## Start DOCUMENT SEGMENT
# KUDOS to ODNR!



## c. j. stone (Sep 24, 2006)

Could not believe the amount of birds we saw flying, or the number of shots fired at Berlin today! Seems the DNR got some extra money for birds or something!? Best opening day in the last 5 yrs! 4(for five) birds in one hour! Dogs found birds in fields that had already been hunted as we walked out with empty guns!! Thought I was in North Dakota or something. The gov must be a bird hunter?!!


----------



## vinnystatechamp (Jun 20, 2006)

I with they would release quail and try to get the quail population back up. I love hunting pheasants, but I think they would have more success establishing a population of quail. Glad you saw a ton of birds!


----------



## c. j. stone (Sep 24, 2006)

Not sure where you are located but there used to be (minor)populations of quail in NE Ohio. We would see them while pheasant hunting on Berlin WL Area but did not shoot them(I don't think they had a season on them here). Anyway, they all died off during one particularly bad winter and the State is apparently reluctant to even try to reintroduce them here. I see in the hunting regs they are legal to hunt in some of the southern Ohio counties where they can survive but I don't think we will ever have a huntable population up here.


----------



## firstflight111 (May 22, 2008)

there just left over from the poor 2 weekends of youth turn out....


----------
## End DOCUMENT SEGMENT
## Start GIVEN DATA
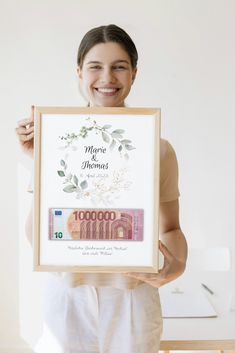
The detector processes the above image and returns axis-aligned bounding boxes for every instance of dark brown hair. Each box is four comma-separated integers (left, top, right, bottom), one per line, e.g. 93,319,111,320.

77,24,138,69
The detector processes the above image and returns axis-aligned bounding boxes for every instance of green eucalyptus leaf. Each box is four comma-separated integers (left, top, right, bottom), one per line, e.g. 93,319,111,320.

121,140,131,145
73,174,78,186
102,131,110,143
113,129,125,134
80,180,88,189
109,140,116,151
57,170,65,177
125,145,135,151
102,125,112,130
63,185,77,192
111,132,122,139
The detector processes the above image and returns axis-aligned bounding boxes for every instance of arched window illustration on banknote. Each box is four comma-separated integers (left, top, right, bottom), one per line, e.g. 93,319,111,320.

49,208,143,241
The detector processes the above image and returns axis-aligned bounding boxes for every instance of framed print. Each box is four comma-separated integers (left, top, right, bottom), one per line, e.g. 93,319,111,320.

34,107,160,272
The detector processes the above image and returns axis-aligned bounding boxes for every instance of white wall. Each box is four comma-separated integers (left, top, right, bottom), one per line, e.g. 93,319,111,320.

0,0,235,353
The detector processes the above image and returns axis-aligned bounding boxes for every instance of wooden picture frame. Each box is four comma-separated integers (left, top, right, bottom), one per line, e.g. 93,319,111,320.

34,107,160,272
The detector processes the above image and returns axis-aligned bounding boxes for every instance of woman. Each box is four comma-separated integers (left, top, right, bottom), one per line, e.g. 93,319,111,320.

17,25,187,353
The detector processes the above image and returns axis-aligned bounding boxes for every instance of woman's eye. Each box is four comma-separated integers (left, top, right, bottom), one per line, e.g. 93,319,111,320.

113,65,126,71
90,65,101,70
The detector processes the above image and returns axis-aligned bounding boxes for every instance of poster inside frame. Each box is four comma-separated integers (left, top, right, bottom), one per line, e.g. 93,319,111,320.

34,107,160,272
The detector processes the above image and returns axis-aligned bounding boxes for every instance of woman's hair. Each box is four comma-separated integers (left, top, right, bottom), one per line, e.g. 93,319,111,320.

77,24,138,69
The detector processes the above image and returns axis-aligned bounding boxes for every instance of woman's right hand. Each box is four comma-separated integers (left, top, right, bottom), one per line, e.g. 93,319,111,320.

16,106,34,157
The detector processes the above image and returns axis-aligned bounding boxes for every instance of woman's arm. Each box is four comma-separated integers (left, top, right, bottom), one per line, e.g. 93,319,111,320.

127,200,187,288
## End GIVEN DATA
**LIST OF TASKS**:
1. List every username that posts in the hunting forum thread, in the order each first appears.
2. Answer these questions about the hunting forum thread:
(a) Which bird does vinnystatechamp want released?
(b) According to c. j. stone, what happened to the quail in NE Ohio?
(c) Where in Ohio do the hunting regs make quail legal to hunt?
3. Write out the hunting forum thread from "I with they" up to and including "ton of birds!".
Work only from the hunting forum thread.

**SOLUTIONS**:
1.
c. j. stone
vinnystatechamp
firstflight111

2.
(a) Quail.
(b) They all died off during one particularly bad winter.
(c) In some of the southern Ohio counties.

3.
I with they would release quail and try to get the quail population back up. I love hunting pheasants, but I think they would have more success establishing a population of quail. Glad you saw a ton of birds!